Labeled-object pointing entries:
+ + + + + + +
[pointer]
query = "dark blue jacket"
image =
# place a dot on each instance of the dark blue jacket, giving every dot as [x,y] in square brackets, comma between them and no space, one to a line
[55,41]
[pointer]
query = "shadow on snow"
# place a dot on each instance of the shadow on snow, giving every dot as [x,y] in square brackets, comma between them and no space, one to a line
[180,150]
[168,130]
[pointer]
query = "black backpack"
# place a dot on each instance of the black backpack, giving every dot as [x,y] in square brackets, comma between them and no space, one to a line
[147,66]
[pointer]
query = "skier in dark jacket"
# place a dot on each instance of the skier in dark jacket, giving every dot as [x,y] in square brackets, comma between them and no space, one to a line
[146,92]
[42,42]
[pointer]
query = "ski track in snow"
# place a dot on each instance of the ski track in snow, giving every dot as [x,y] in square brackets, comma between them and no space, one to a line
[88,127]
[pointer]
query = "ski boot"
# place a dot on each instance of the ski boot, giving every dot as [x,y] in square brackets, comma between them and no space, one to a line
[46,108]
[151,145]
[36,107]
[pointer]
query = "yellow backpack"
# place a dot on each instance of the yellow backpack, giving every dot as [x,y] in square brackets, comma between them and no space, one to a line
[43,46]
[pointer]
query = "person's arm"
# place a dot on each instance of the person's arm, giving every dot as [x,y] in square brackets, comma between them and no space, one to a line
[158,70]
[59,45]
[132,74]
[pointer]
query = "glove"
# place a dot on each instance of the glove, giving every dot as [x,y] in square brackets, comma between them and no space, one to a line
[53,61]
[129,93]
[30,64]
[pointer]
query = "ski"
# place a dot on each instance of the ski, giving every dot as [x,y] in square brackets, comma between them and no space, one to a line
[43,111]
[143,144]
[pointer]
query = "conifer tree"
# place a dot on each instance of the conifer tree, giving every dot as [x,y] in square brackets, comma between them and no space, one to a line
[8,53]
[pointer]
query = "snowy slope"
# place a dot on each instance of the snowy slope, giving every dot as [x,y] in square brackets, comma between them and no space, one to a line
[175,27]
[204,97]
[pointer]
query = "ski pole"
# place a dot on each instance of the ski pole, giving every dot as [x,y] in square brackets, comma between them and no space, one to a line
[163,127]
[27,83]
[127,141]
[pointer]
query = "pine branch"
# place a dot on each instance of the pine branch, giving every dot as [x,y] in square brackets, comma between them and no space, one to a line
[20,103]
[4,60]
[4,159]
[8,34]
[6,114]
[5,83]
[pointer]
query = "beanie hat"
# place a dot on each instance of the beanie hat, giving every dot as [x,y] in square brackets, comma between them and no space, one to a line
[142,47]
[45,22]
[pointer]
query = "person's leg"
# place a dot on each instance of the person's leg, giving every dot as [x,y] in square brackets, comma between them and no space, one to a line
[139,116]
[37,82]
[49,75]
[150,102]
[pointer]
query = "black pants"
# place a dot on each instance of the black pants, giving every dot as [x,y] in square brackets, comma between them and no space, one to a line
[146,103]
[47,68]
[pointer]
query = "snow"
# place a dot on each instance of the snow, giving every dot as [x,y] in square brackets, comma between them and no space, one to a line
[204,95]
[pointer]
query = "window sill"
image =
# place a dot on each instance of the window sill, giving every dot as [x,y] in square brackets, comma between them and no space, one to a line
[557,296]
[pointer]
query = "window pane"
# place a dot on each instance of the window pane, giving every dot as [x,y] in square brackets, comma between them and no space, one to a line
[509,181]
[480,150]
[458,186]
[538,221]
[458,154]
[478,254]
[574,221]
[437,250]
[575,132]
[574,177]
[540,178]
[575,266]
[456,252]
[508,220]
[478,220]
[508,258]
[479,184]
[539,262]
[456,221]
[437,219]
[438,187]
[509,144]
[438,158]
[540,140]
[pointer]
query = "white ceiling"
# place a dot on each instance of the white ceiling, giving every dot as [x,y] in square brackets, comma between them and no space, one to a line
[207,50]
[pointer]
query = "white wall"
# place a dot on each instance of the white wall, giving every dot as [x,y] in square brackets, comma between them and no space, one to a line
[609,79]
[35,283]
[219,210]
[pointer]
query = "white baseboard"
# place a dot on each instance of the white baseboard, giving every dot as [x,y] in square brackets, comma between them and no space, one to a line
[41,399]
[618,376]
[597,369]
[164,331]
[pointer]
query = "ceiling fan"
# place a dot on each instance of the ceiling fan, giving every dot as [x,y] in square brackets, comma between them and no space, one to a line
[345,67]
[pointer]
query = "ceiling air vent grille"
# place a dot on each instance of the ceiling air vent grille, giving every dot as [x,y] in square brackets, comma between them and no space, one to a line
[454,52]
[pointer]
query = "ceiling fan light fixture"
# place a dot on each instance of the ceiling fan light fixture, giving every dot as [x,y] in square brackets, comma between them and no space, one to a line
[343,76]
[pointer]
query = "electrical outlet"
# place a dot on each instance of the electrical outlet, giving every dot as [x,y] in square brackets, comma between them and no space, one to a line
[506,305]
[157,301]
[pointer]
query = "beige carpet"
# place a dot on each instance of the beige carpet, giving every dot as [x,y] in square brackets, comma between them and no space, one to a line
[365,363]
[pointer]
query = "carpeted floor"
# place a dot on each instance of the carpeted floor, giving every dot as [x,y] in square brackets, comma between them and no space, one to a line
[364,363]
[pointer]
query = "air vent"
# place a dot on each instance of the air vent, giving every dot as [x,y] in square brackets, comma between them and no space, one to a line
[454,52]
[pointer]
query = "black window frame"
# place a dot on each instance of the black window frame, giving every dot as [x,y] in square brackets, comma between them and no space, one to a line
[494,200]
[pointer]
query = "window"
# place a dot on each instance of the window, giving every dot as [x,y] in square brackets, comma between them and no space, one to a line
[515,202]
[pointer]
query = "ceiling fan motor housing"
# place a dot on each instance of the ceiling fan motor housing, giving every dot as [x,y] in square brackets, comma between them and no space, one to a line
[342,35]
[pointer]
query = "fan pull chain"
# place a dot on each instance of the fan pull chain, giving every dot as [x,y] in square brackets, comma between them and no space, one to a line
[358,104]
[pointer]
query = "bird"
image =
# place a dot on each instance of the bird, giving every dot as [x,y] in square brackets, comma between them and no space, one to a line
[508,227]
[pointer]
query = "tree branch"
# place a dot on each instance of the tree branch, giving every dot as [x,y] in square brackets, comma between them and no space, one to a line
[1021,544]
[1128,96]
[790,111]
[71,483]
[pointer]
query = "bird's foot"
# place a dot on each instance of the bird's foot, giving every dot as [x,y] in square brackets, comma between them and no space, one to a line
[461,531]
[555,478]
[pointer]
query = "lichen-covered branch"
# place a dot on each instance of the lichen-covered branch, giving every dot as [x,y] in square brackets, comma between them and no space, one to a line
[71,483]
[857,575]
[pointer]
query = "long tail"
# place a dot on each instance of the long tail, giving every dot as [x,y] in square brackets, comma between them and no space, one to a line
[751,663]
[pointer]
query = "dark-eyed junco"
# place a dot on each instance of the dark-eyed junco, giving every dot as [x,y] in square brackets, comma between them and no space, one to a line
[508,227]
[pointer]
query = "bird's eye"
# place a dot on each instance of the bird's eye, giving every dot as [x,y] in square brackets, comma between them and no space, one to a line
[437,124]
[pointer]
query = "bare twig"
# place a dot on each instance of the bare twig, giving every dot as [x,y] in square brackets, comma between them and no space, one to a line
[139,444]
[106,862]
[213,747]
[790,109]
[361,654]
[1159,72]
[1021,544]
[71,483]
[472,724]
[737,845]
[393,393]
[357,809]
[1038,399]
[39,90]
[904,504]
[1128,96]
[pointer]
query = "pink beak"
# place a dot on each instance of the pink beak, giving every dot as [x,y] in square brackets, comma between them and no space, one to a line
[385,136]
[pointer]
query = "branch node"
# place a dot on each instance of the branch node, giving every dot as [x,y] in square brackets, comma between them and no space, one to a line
+ + + + + + +
Problem details: Repeat all of the records above exactly as written.

Response to this task:
[pointer]
query = "dark blue jacket"
image =
# place a dot on each instance of the dark blue jacket, giving every dot as [x,y] in square brackets, comma between them and no space, one to a line
[55,41]
[pointer]
query = "shadow on snow"
# place a dot on each instance of the shadow on snow, giving every dot as [x,y] in square brackets, comma between them and no space, one to a line
[180,150]
[168,130]
[pointer]
query = "black backpack"
# place a dot on each instance of the black backpack, giving every dot as [x,y] in square brackets, comma between them and no space, one to a line
[147,66]
[pointer]
query = "skier in dark jacket"
# place a dot on each instance of the skier in dark jacket, giving every dot as [x,y] in square brackets, comma between them and no space, one to a line
[146,92]
[42,42]
[pointer]
query = "ski track in snow"
# place a dot on each instance of the ski track in snow, giving every dot as [x,y] in square brackets, comma between them and no space, one to a line
[88,127]
[pointer]
query = "ski boot"
# place a dot on each instance of the ski boot, giving every dot as [x,y] in square brackets, comma between them and no space, one to a line
[46,108]
[151,145]
[36,107]
[pointer]
query = "yellow backpack"
# place a dot on each instance of the yellow backpack, giving every dot as [x,y] in square brackets, comma between them and no space, one to a line
[43,46]
[pointer]
query = "person's arm"
# place a dot on each instance of the person's arm, giving every dot as [x,y] in square brackets, comma between them and no space, one to a line
[158,70]
[59,45]
[132,74]
[pointer]
query = "glove"
# place a dot on each instance of the glove, giving every dot as [x,y] in square brackets, comma between them and no space, one to a line
[53,61]
[129,93]
[30,64]
[pointer]
query = "ski"
# place a dot on each instance of the ski, giving every dot as [x,y] in square brackets, comma between them and no space, one to a line
[43,111]
[143,144]
[pointer]
query = "conifer tree"
# place a dot on each instance of the conifer tree, giving every dot as [x,y] in square brackets, comma between them and no space, one to a line
[8,53]
[pointer]
query = "snowy slope"
# place a dot on each instance of the snowy slope, giving every dot as [x,y] in square brackets, comma between them and no space, one to a line
[175,27]
[204,97]
[pointer]
query = "ski pole"
# place a dot on each instance of the ski pole, giving every dot as [x,y] in square brackets, comma between them and no space, one to a line
[163,127]
[27,83]
[127,141]
[pointer]
query = "pine branch"
# place a dot on each instance of the pine branch, giving every dot as [x,y] in square brackets, comma between them and no space, one to a line
[20,103]
[4,60]
[4,159]
[8,34]
[6,114]
[5,83]
[pointer]
query = "beanie hat"
# place a dot on each instance of the beanie hat, giving every dot as [x,y] in square brackets, comma between them and no space, one to a line
[142,47]
[45,22]
[pointer]
query = "person's leg"
# place a dot on each instance of the person's leg, giving every dot as [x,y] in square brackets, comma between them and no space, one to a line
[139,116]
[37,82]
[49,75]
[150,102]
[pointer]
query = "black pants"
# place a dot on each instance of the black pants, giving every dot as [x,y] in square brackets, comma between them and no space, one to a line
[146,103]
[47,68]
[pointer]
query = "snow"
# place a dot on each instance of the snow, giving every dot as [x,y] in square brackets, comma between them and no space, one to a line
[204,95]
[pointer]
query = "window sill"
image =
# place a dot on each instance of the window sill, giving every dot as [x,y] in square brackets, comma between them and no space, one to a line
[557,296]
[pointer]
query = "window pane"
# place a dot on each instance of the window pane, giving every dot as [x,y] in square brackets, comma between them and no space, one to a line
[509,181]
[480,150]
[458,186]
[538,221]
[458,154]
[478,254]
[574,221]
[437,250]
[575,132]
[574,177]
[540,178]
[575,266]
[456,252]
[508,220]
[478,220]
[508,258]
[479,184]
[539,262]
[456,221]
[437,219]
[438,187]
[509,144]
[438,158]
[540,140]
[pointer]
query = "white ceiling"
# place a dot on each instance of the white ceiling, giving every dot as [x,y] in square brackets, comma between them and no space, one to a line
[207,50]
[pointer]
query = "white wall"
# place a dot on each instance of the white wall, giving every dot as [x,y] in square brackets, comma between them and no space, one to a line
[609,79]
[35,283]
[219,210]
[pointer]
query = "white baseboard"
# place a dot on each instance of the white baseboard, giving every dot as [x,y] in square brackets, comma between them and no space, one to a line
[41,399]
[618,376]
[597,369]
[164,331]
[pointer]
query = "ceiling fan"
# place a dot on each instance of the ceiling fan, giving every dot as [x,y] in square brackets, comma between them and no space, one to a line
[345,67]
[pointer]
query = "ceiling air vent grille"
# place a dot on each instance of the ceiling air vent grille, giving every dot as [x,y] in square brackets, comma between them and no space, one to a line
[454,52]
[pointer]
query = "ceiling fan light fixture"
# place a dot on each instance of the ceiling fan light fixture, giving every dot as [x,y] in square brackets, comma between them and no space, one to a line
[343,76]
[pointer]
query = "electrical outlet"
# place a dot on each instance of the electrical outlet, giving every dot as [x,y] in square brackets, comma between them and no space, one to a line
[506,305]
[157,301]
[pointer]
query = "beige carpet"
# place a dot on each instance of the beige carpet, giving every dot as [x,y] in square brackets, comma between them and no space, one to a line
[365,363]
[pointer]
query = "carpeted floor"
# place a dot on each instance of the carpeted floor, giving every dot as [x,y] in square brackets, comma between them and no space, one to a line
[364,363]
[pointer]
query = "air vent"
# place a dot on each instance of the air vent, giving every dot as [x,y] in square brackets, comma between them and no space, one to a line
[454,52]
[pointer]
query = "black window frame"
# place a dot on each instance of the black window frame, giving every dot as [x,y] in square brackets, comma between them and no space, one to a line
[494,200]
[pointer]
query = "window"
# place a dot on each instance of the window, giving every dot as [x,y] in square brackets, comma between them and no space, one to a line
[515,202]
[pointer]
query = "ceiling fan motor housing"
# place a dot on each instance of the ceiling fan motor housing, giving every dot as [x,y] in square brackets, comma between them and no space, one to a line
[342,35]
[pointer]
query = "fan pull chain"
# place a dot on each instance of the fan pull chain, giving every dot as [x,y] in square brackets, comma between them and no space, one to a line
[358,104]
[pointer]
query = "bird"
image =
# place a dot on each instance of the bird, giving every dot as [x,y] in square brackets, comma between them and no space, one to a line
[508,227]
[pointer]
query = "tree branch"
# place a dot on each instance of the tree branch, giving every dot as [x,y] in square brackets, comma between them and no space, one to a line
[1021,544]
[1128,96]
[790,111]
[71,483]
[pointer]
query = "bird's foot"
# place a dot on each instance of the bird's foot, giving every dot as [x,y] in square brackets, comma between them and no space, one to a line
[461,531]
[555,478]
[pointer]
query = "lichen-covered branch"
# place a dot on each instance of the lichen-covered branch, giving every dot as [x,y] in square brackets, comma between them and no space, one to a line
[71,483]
[857,575]
[pointer]
query = "long tail"
# place a dot on each instance of the long tail, giving every dot as [x,y] in square brackets, comma between them and no space, one to a line
[751,663]
[pointer]
query = "dark-eyed junco"
# place a dot on each instance of the dark-eyed junco, giving every dot as [x,y] in square brackets, comma between them and no space, one to a line
[508,227]
[pointer]
query = "bird's eye"
# place a dot on each instance of the bird's eye, giving every dot as [x,y] in square brackets, comma between them and no space, one to a line
[437,124]
[pointer]
query = "bare twig"
# place a dot on each instance of the bare twig, giving every dot as [x,y] in square brackets, comma between them and no space, one to a line
[139,444]
[106,862]
[213,747]
[790,109]
[361,654]
[1159,72]
[1021,544]
[71,483]
[472,724]
[737,845]
[393,393]
[357,809]
[1038,399]
[39,90]
[904,504]
[1128,96]
[pointer]
query = "pink beak"
# place a dot on each instance of the pink beak, giving every dot as [x,y] in square brackets, comma between them and no space, one to a line
[385,136]
[pointer]
query = "branch node"
# place a dot on each instance of the branch node, giving every dot as [x,y] in square brackets, comma between them and no space, one to a line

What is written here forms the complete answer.